Document excerpt:
(begin)

16. Arbitration. The parties hereto agree that to the extent permitted by law, any dispute or controversy arising out of, relating to, or in connection with this Agreement, or the interpretation, validity, construction, performance, breach, or termination thereof, or the Executive’s employment by the Corporation or any termination thereof, will be settled by arbitration to be held at a location in Los Angeles, California in accordance with then applicable rules of the American Arbitration Association specifically designed for the resolution of employment disputes, which are available at xxxxx://xxx.xxx.xxx/xxxxx/xxxxxxx/xxxxxxxxxxxxxxx_xxxxxxxxxxx_xxxxx_xxx_xxxxxxxxx_xxxxxxxxxx_0.xxx. The arbitrator may grant injunctions or other relief in such dispute or controversy. The decision of the arbitrator will be final, conclusive and binding on the parties to the arbitration. Judgment may be entered on the arbitrator’s decision in any court having jurisdiction. The
11
Corporation shall pay the costs associated with arbitration (arbitration fee and location fee, if any); provided, however, that each party shall bear its own legal fees and expenses. THE EXECUTIVE AND THE CORPORATION UNDERSTAND THAT BY AGREEING TO ARBITRATE ANY ARBITRATION CLAIM, THEY WILL NOT HAVE THE RIGHT TO HAVE ANY ARBITRATION CLAIM DECIDED BY A JURY OR A COURT, BUT SHALL INSTEAD HAVE ANY ARBITRATION CLAIM DECIDED THROUGH ARBITRATION. THE EXECUTIVE AND THE CORPORATION WAIVE ANY CONSTITUTIONAL OR OTHER RIGHT TO BRING CLAIMS COVERED BY THIS AGREEMENT OTHER THAN IN THEIR INDIVIDUAL CAPACITIES. EXCEPT AS MAY BE PROHIBITED BY LAW, THIS WAIVER INCLUDES THE ABILITY TO ASSERT CLAIMS AS A PLAINTIFF OR CLASS MEMBER IN ANY PURPORTED CLASS OR REPRESENTATIVE PROCEEDING.
17. Notices. All notices, requests, demands and other communications required or permitted under this Agreement shall be in writing (including in electronic formats) and shall be deemed to have been duly given and made if (i) on delivery if delivered by hand, (ii) one (1) business day after if sent to an email address of record provided receipt is confirmed, or (iii) three business days after sent by registered or certified mail, postage prepaid, return receipt requested. Any notice shall be duly addressed to the parties as follows:
if to the Corporation:
GoodRx, Inc.
0000 Xxxxxxx Xxxxxxxxx
Santa Monica, CA 90404
Attention: Chief Financial Officer or General Counsel
if to the Executive, to the address (or e-mail address) most recently on file in the personnel records of the Corporation.
18. Code Section 409A.

(end)

Stated goal 1: Rewrite the rows from their beginning through the line that contains "132 128 227 195", both ends included, keeping every request and raising each bounding-box coordinate in the answers by 110. Leave the pictures out of your reply.
Stated goal 2: Write the next part of the employment agreement excerpt, starting right after its final line.
The employment agreement excerpt and the rows that come after it are unrelated material.

Records of labeled boxes:
(begin)

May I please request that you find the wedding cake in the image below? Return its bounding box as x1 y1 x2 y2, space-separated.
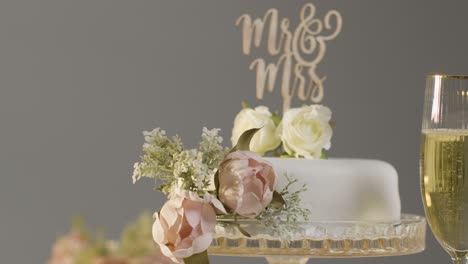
267 158 401 222
132 3 401 264
231 105 401 222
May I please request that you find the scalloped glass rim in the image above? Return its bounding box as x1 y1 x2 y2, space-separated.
209 214 426 258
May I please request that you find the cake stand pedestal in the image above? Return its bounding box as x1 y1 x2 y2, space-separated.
208 214 426 264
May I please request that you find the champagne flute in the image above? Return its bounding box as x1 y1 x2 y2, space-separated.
420 75 468 264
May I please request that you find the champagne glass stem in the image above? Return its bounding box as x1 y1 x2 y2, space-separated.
266 256 309 264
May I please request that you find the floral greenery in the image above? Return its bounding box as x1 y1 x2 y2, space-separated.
133 128 228 195
256 175 310 239
133 128 309 239
117 212 155 257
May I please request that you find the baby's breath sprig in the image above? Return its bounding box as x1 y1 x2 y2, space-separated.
132 128 227 195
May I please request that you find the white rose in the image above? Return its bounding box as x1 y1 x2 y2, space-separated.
278 105 332 159
231 106 281 154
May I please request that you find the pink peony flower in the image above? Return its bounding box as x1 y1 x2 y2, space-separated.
153 191 226 262
219 151 276 218
48 230 91 264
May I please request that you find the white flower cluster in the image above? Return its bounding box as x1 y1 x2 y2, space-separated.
231 105 332 159
132 128 227 194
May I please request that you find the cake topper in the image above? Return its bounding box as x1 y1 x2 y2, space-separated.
236 3 343 112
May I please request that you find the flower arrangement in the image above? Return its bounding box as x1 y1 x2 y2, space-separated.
47 212 174 264
231 103 333 159
132 105 332 264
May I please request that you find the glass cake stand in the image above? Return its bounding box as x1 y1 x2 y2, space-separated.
208 214 426 264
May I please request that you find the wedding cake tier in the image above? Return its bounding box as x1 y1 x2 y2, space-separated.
266 158 401 222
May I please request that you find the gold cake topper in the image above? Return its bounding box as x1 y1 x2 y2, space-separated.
236 3 343 112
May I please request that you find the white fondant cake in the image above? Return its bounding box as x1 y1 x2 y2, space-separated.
267 158 401 222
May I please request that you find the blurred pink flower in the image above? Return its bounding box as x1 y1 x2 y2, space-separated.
48 231 90 264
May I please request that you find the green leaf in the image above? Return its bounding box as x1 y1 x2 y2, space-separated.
184 250 210 264
270 191 286 209
241 101 251 109
229 128 262 153
214 170 219 197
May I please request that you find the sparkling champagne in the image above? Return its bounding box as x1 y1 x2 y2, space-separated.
420 129 468 258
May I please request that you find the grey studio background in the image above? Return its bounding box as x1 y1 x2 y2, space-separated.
0 0 468 264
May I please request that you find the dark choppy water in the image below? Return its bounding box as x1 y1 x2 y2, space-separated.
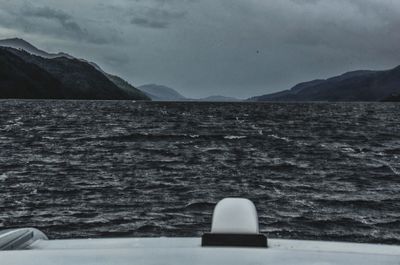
0 101 400 244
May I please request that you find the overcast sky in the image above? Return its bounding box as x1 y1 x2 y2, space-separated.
0 0 400 98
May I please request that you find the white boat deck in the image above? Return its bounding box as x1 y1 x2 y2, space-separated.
0 238 400 265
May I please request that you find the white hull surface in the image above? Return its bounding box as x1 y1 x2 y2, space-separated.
0 235 400 265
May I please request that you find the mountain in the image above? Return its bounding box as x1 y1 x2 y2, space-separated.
195 96 241 102
249 66 400 102
0 38 73 59
105 73 150 100
0 48 65 99
139 84 188 101
0 38 150 100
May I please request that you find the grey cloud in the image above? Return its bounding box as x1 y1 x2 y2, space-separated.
131 8 186 29
0 0 400 98
21 6 88 37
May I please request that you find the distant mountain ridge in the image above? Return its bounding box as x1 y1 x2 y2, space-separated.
139 84 188 101
139 84 241 102
249 66 400 102
0 38 150 100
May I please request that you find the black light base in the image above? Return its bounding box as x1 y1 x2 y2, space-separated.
201 233 268 248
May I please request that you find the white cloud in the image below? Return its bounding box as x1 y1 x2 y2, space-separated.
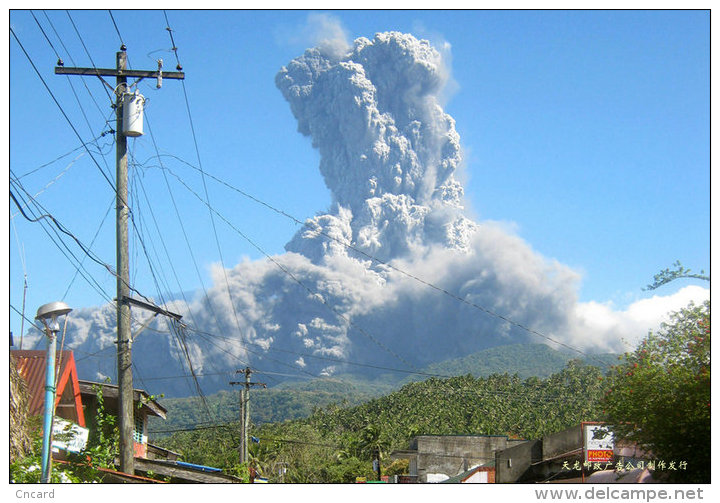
570 286 710 352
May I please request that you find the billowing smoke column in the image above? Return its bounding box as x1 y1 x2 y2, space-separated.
23 33 704 395
179 33 576 390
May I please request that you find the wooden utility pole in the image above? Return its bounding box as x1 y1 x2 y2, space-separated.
230 367 267 464
55 44 185 474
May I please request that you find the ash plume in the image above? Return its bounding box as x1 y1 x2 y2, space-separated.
25 32 707 394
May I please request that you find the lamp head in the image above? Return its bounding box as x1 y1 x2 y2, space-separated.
35 301 72 332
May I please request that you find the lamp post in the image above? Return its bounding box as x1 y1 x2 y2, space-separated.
35 302 72 483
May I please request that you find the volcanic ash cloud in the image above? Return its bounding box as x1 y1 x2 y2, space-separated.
35 32 704 393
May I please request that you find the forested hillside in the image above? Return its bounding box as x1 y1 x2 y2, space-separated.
159 360 605 482
150 344 617 438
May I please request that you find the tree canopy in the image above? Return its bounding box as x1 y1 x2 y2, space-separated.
602 301 710 482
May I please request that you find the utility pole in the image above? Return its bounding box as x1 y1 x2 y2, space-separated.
230 367 267 464
55 44 185 474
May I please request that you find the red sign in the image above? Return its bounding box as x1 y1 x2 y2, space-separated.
587 449 613 463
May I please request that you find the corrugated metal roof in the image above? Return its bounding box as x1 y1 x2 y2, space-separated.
10 350 75 416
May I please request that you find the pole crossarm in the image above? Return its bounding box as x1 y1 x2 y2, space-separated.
122 296 182 321
55 66 185 80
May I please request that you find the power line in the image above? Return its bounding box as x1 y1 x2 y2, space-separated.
10 27 117 193
152 155 602 363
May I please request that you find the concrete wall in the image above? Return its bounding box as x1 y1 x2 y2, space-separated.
495 440 542 484
410 435 517 482
542 425 583 460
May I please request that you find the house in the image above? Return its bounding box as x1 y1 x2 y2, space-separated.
79 380 167 458
441 462 495 484
10 350 85 427
390 435 526 483
495 423 654 484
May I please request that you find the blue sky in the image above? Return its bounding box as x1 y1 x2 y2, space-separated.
6 10 710 344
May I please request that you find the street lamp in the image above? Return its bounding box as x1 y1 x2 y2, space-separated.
35 302 72 483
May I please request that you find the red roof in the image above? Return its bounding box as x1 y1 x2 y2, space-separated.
10 350 85 427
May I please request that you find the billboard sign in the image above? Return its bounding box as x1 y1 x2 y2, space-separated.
583 423 615 463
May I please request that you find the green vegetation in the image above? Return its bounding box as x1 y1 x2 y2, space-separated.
10 386 119 483
602 302 710 483
150 344 617 441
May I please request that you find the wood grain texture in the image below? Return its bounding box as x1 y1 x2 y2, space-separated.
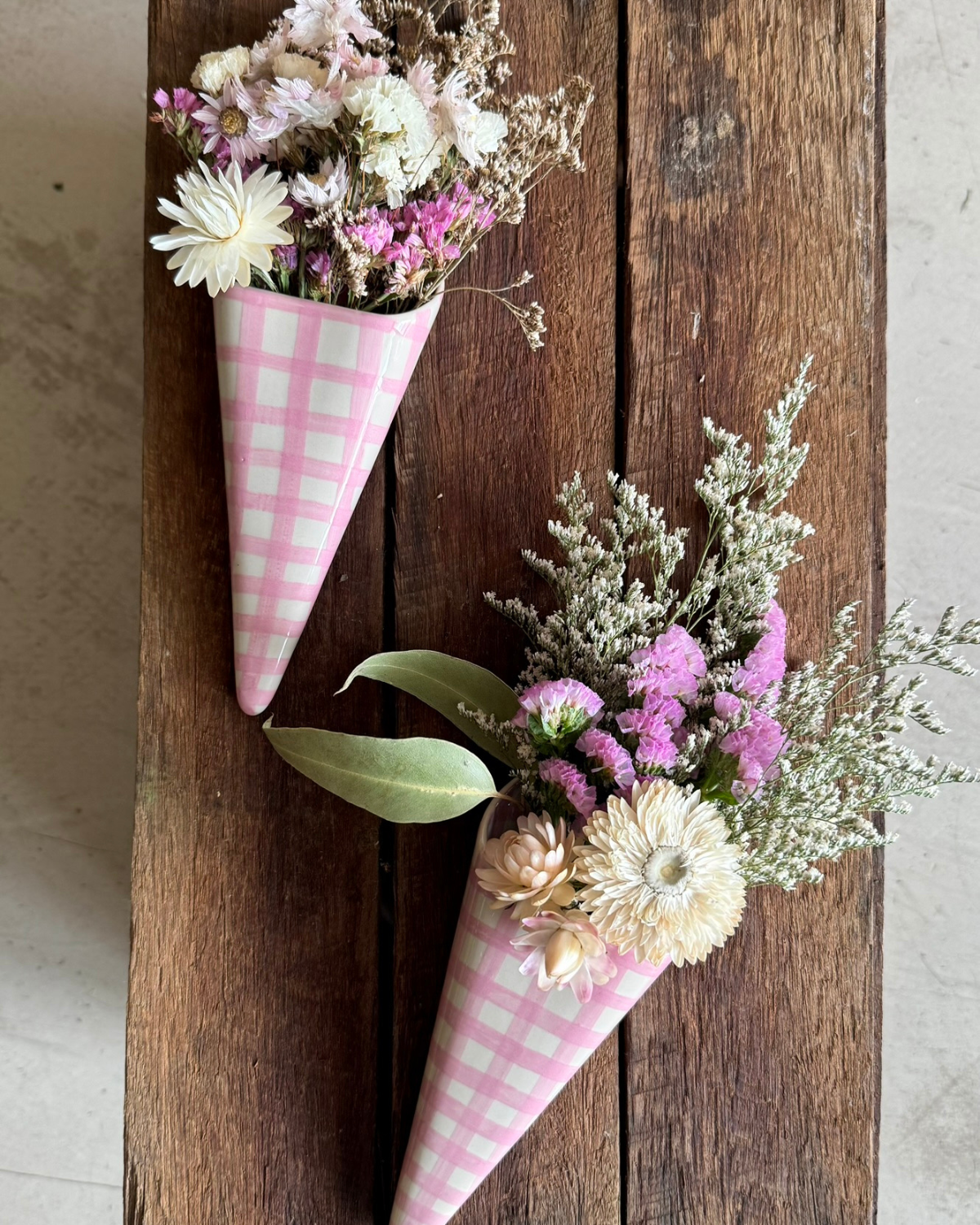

(end)

Task response 1:
May I please request that you find the wedding cake in the image below? Return its bounding box as x1 y1 x2 y2, space-separated.
377 268 511 332
242 113 511 374
341 215 511 332
May I please request that you find the scalloped glass rim in the image above? Return its bounding box as x1 y1 x2 y2, space-separated.
319 324 536 368
May I please request that you find the cake stand pedestal in the image above? Return its bounding box as x1 y1 x2 y2, space-separated.
318 324 536 374
May I please request that you find the champagne flute in the image above? Return its bounding box as x1 y1 x2 y2, space-separated.
530 185 578 374
May I please request that you find the champagne glass stem in the image above? Return its bounding box as x1 y1 x2 y2, space-separated.
376 366 419 374
May I please request that you find the floral greenery in the image above? Return its bounding box as x1 y1 x2 y2, space-separated.
243 238 338 305
366 285 420 349
243 238 419 349
227 322 265 367
May I please request that you find the baby's breath sprig in the image above? Return its bounding box as x1 y1 x2 y2, space-separated.
242 238 337 305

Task response 2:
This Agreement is intended to meet the requirements of Section 409A of the Code, and shall be interpreted and construed consistent with that intent. Each payment provided hereunder, whether part of the Severance Benefit or otherwise, is intended to be a separate payment for purposes of Section 409A of the Code, including Treasury Regulation 1.409A-2(b)(2). All payments of nonqualified deferred compensation subject to Section 409A to be made upon a termination of employment under this Agreement may only be made upon the Executive’s “separation from service” (within the meaning of Section 409A of the Code) (a “Separation from Service”).
Notwithstanding anything to the contrary in this Agreement, no compensation or benefits, including without limitation any severance payments or benefits payable under Section 5.3, shall be paid to the Executive during the six-month period following the Executive’s Separation from Service if the Corporation determines that paying such amounts at the time or times indicated in this Agreement would be a prohibited distribution under Section 409A(a)(2)(B)(i) of the Code. If the payment of any such amounts is delayed as a result of the previous sentence, then on the first day of the seventh month following the date of Separation from Service (or such earlier date upon which such amount can be paid under Section 409A without resulting in a prohibited distribution, including as a result of the Executive’s death), the Corporation shall pay the Executive a lump-sum amount equal to the cumulative amount that would have otherwise been payable to the Executive during such period.
12
To the extent that any payments or reimbursements provided to the Executive under this Agreement are deemed to constitute compensation to the Executive to which Treasury Regulation Section 1.409A-3(i)(1)(iv) would apply, such amounts shall be made on or before the last day of the calendar year following the calendar year in which the relevant expense or benefit is incurred. The amount of expenses or benefits eligible for reimbursement, payment or provision during a calendar year shall not affect the expenses or benefits eligible for reimbursement, payment or provision in any other calendar year.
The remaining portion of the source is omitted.